* Exercise details: In the listing below, find the line containing "Guideline: for each instance of the power". Write out that line and every line after it to the end, exactly and only those.

* Pointing dataset excerpts:

^^^^

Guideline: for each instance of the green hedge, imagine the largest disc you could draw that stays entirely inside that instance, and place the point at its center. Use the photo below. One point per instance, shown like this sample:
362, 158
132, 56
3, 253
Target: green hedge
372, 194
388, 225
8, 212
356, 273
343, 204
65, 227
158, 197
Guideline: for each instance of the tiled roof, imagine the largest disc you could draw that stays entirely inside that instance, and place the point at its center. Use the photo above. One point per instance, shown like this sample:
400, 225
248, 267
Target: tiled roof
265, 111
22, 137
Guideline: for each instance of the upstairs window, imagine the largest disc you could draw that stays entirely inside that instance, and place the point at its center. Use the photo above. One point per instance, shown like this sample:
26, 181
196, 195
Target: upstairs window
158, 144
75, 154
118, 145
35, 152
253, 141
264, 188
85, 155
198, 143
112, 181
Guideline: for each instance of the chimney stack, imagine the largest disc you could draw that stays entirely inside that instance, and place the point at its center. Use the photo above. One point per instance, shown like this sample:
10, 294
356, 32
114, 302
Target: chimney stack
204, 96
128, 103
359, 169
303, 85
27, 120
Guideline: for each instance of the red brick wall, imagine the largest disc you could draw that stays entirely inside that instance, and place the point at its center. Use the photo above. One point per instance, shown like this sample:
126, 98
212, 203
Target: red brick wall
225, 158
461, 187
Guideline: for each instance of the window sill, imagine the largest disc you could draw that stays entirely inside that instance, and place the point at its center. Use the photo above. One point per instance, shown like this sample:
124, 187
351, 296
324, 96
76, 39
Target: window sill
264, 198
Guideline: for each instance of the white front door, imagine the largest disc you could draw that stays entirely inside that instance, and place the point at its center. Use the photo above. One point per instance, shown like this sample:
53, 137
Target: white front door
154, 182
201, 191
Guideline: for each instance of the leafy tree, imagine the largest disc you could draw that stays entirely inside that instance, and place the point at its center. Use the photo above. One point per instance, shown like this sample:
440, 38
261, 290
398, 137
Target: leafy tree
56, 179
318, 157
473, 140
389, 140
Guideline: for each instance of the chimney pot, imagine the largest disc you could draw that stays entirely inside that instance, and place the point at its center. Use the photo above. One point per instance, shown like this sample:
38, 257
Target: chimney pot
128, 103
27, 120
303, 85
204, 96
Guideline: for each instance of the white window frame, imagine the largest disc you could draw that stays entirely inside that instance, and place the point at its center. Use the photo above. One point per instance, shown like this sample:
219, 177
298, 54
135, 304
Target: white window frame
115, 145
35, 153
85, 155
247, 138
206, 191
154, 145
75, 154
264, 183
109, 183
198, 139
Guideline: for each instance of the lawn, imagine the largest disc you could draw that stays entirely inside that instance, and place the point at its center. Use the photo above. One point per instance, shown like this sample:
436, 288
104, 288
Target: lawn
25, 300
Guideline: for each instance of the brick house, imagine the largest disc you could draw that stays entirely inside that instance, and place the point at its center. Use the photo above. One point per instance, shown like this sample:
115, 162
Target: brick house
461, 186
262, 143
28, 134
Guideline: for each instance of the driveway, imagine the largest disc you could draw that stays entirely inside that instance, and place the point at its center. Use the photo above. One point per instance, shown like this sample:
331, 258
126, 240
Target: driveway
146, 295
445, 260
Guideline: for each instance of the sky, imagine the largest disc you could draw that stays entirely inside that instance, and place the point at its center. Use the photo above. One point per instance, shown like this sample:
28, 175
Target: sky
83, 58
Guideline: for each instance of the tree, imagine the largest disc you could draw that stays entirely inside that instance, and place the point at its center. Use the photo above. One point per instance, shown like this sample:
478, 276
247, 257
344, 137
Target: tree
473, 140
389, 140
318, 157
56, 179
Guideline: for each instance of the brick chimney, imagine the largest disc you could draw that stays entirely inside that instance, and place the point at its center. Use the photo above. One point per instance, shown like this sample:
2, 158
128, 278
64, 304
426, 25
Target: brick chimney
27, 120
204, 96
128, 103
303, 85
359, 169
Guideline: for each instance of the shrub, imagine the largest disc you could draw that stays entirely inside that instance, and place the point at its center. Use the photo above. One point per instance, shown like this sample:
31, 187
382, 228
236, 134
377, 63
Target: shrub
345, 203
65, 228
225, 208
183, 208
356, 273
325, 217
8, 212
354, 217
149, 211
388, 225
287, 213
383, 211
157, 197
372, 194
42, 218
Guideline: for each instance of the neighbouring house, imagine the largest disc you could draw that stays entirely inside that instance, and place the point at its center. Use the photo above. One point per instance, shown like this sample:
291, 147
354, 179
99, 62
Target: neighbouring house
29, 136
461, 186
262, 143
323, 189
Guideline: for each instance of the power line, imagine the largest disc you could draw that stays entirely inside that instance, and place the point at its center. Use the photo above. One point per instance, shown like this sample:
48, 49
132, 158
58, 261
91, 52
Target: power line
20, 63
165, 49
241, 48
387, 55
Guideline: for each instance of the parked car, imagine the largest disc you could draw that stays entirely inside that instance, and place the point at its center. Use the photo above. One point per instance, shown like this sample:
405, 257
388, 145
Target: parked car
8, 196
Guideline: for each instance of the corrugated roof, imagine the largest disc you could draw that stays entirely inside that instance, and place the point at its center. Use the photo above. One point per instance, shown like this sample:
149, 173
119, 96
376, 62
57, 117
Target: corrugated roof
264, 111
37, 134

^^^^

* The answer:
Guideline: for each instance of the power line, imagine the largest disc you could draw that stays entirely inside that instance, and place the point at its center. Use the photo above. One point per instance, shown like this sample:
48, 49
132, 158
58, 261
91, 52
Target: power line
20, 63
165, 49
241, 48
387, 55
Guideline: for each instance of the parked car, imagine the largest disc you could draw that stays entirely inside that instance, and place the point at its center. Use the photo above. One point per instance, shown like this sample:
405, 257
388, 145
Target: parked car
8, 196
Guideline: for each instance of the corrugated roof, imagine the largest disc you could draw that stays entirely inside that instance, and place the point at its center. Use the photo above. One point per instance, shown like this sample:
149, 173
119, 96
376, 62
57, 117
Target: corrugated roof
264, 111
37, 134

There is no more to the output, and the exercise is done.